Instructions to follow —
Return all of the data exactly, with nothing left out but the pictures.

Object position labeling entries
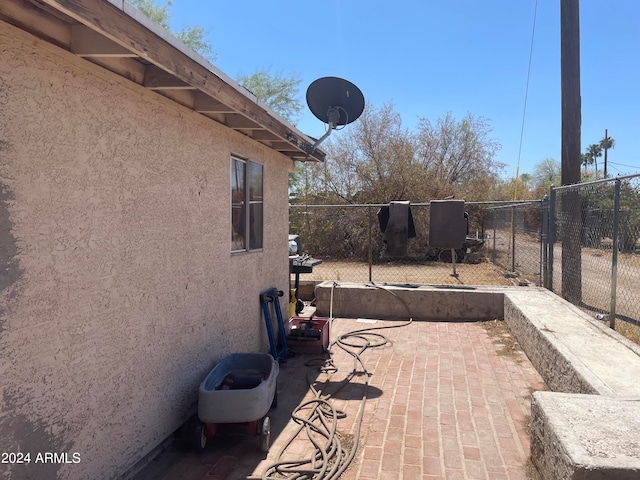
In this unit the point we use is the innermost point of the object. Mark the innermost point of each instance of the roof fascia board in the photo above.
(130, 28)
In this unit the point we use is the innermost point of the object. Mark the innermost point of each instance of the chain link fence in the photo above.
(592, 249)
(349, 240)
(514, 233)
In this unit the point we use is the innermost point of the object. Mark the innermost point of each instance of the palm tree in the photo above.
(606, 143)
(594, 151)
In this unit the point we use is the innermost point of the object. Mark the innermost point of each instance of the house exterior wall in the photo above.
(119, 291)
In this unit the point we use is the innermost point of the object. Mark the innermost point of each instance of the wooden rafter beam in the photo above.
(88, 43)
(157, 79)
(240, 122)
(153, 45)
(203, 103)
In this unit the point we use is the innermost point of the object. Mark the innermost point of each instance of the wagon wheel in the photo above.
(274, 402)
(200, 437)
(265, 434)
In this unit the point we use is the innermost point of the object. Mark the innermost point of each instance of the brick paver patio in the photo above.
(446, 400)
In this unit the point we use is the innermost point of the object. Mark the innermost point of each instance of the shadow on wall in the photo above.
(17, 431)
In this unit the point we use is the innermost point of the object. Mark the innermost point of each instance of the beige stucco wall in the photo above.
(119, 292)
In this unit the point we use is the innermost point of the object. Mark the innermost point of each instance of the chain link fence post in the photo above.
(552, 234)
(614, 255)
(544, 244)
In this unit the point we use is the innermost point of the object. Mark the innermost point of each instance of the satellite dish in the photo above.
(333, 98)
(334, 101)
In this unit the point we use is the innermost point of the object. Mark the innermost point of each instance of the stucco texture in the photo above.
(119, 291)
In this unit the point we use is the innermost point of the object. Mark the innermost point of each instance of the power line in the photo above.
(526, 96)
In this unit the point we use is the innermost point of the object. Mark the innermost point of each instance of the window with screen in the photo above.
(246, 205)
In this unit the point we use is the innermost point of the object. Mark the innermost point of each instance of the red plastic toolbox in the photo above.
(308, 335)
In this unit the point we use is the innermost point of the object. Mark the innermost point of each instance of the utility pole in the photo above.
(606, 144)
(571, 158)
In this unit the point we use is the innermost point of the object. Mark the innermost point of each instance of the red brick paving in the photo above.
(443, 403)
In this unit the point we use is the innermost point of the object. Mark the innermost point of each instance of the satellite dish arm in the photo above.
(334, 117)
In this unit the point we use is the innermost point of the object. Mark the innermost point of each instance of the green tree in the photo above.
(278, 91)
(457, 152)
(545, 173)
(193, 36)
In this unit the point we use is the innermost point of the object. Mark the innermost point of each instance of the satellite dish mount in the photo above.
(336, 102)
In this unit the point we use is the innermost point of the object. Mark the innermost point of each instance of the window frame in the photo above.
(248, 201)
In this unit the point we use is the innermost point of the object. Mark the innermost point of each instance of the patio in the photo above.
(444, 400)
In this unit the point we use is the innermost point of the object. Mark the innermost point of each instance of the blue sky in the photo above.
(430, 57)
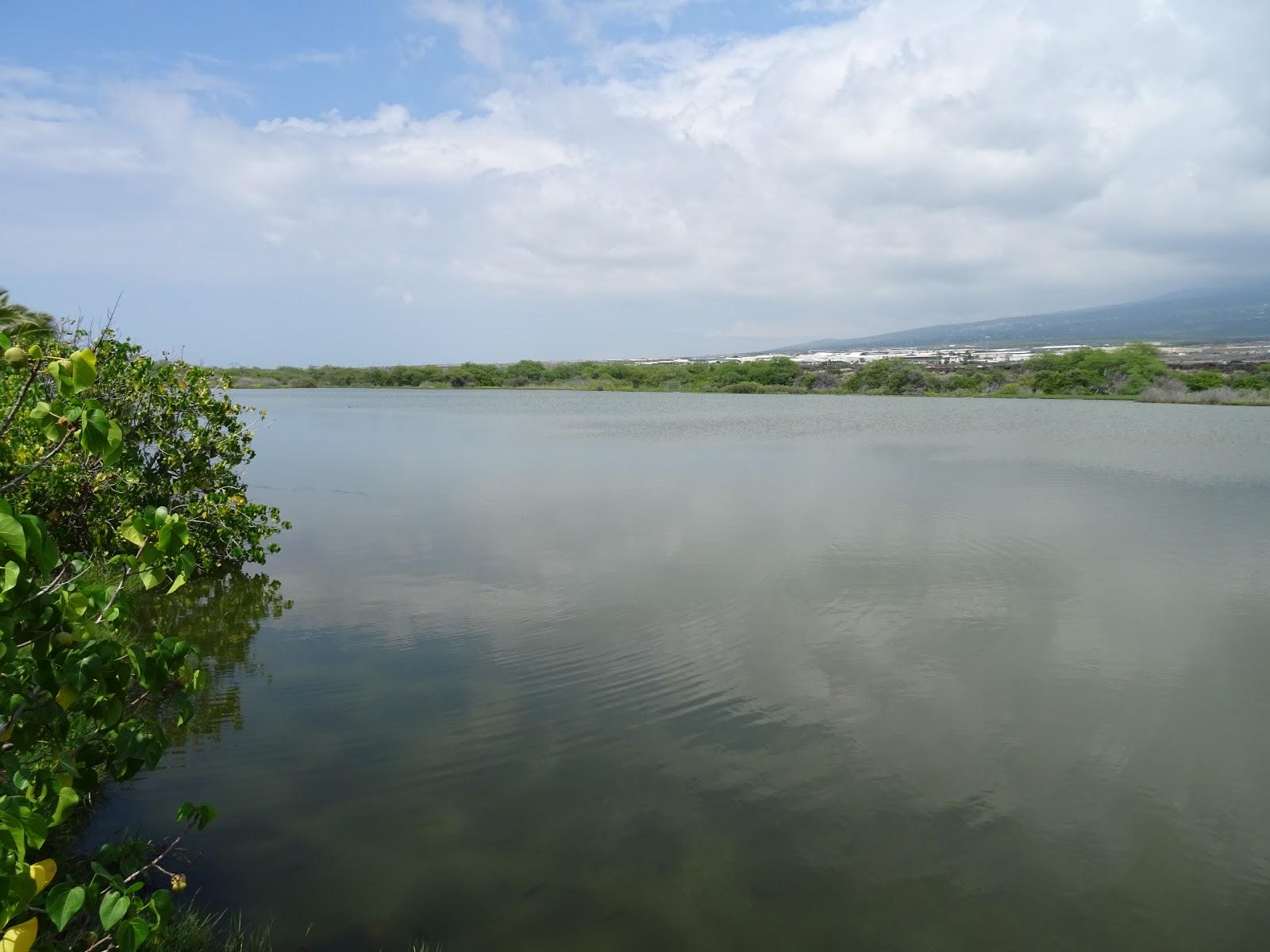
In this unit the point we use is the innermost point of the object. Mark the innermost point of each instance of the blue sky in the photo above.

Written response —
In this unit the point we use is the innermost point of the object. Mark the innermost point of each instance of the roof fascia board in the photo above.
(130, 28)
In this unit the point we use is the innermost point of the object. Mark the innermost point of each instance of the chain link fence in the photo above.
(592, 249)
(349, 240)
(514, 233)
In this unit the point we use is the innermost point of the object. Mark the innermost point of each instance of the palm tree in the photo above.
(606, 143)
(594, 151)
In this unit the point we use is the innermost point of the object. Mark the innermost point of each instance of the house exterior wall in the photo above.
(119, 291)
In this unit the point we use is the innermost point of the object. Mark the innermost point of each instance of the wooden rafter beam in the photo above.
(88, 43)
(157, 79)
(240, 122)
(153, 45)
(203, 103)
In this unit the point we use is the innermost point of the object. Mark the innermost point of each instance of the wagon wheel in the photo above.
(274, 402)
(200, 437)
(265, 434)
In this unit the point we use is the innermost point of the object. Mark the innermost point of each instance of the brick paver patio in the photo above.
(446, 400)
In this unit the point we use is the innermost point of the object. Mark the innermost point of each instance of the shadow on wall in the photo above.
(17, 431)
In this unit the point we use is the innermost point of the object. Mark the innermost point of each instance of the beige stucco wall in the photo above.
(119, 292)
In this unit the point we use is the innermost point of the object. Mark the innermost point of each instance of the chain link fence post in the photo above.
(552, 234)
(614, 255)
(544, 244)
In this unit the point we use is the innermost point of the object. Mark the innermost point of each instance of the satellite dish in the photo above.
(333, 98)
(334, 101)
In this unit the point we use is the innermost point of the object. Mark the innermost point of each instance of the stucco texture in the photo above.
(119, 291)
In this unit the point we use is the innermost point of the object. Mark the innermost point of each instance of the power line in the photo above.
(526, 96)
In this unit the point we use is the innermost point of the object. Mark the innermost point of each instance of the window with screen in the photo above.
(246, 205)
In this unit the point we use is the innermost point of the object. Mark the innermost point of each instance of the red plastic toolbox in the photo above.
(308, 335)
In this unit the point we use is the innermost point of the object. Mark the innermost point of each instance of the utility pole in the photo above.
(606, 144)
(571, 158)
In this unit the point we use is the innermost point of the object. Mark the innermost point of each instance of the red brick paving in the photo above.
(443, 403)
In this unit the point we use is the innermost point of the object. Mark the innermost point of each instance of the satellite dish arm in the photo above.
(334, 117)
In this unit the point we use is the innermost point of the object. Mark the innermost point of each instance of the green tree in the photo above.
(278, 91)
(457, 152)
(545, 173)
(193, 36)
In this unit the point we use is the innermost point of the object. Mark the innermost point of each instance of the satellite dish mount in the photo above.
(336, 102)
In this unit the point we use is the innermost point of the object. Mark the innermost point of each instance of the window frame in the photo above.
(248, 201)
In this unit the point we use is the innermost point of the object. Mark the innermost point of each instance of the patio in the photo above.
(444, 400)
In this unit the point we use is the innermost point of the object. Mark the innermost point of each instance of the blue sky in the photo above.
(430, 57)
In this unit the point we use is the innermost point of the object. Mark the innermost point of each instance of the blue sky in the photo above.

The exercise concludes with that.